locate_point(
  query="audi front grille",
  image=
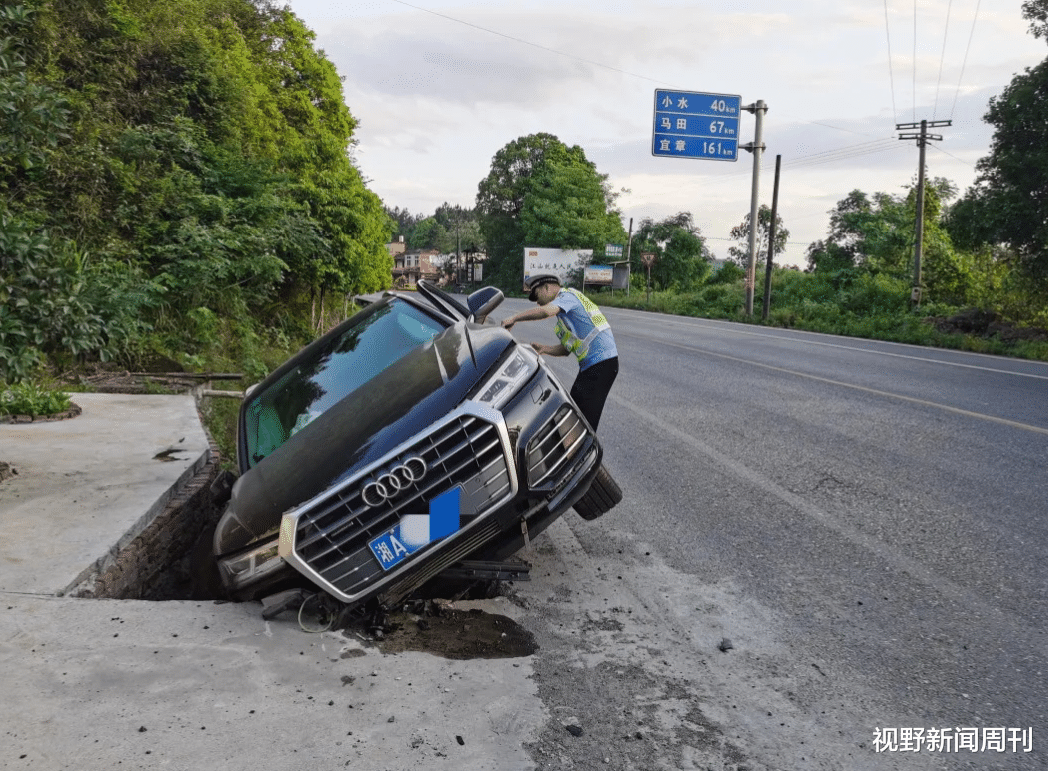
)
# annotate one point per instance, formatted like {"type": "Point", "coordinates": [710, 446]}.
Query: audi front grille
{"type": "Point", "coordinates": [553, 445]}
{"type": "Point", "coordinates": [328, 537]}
________________
* **WHAT IS BEING ASKED**
Reproduce every line of the items above, including the requests, but add -56 to each coordinate value in the answers and omit the pictures.

* **TASK RESULT**
locate_point(
  query="audi front grille",
  image=
)
# annotate one point per instance, formatted like {"type": "Point", "coordinates": [710, 446]}.
Query: audi front grille
{"type": "Point", "coordinates": [497, 389]}
{"type": "Point", "coordinates": [272, 481]}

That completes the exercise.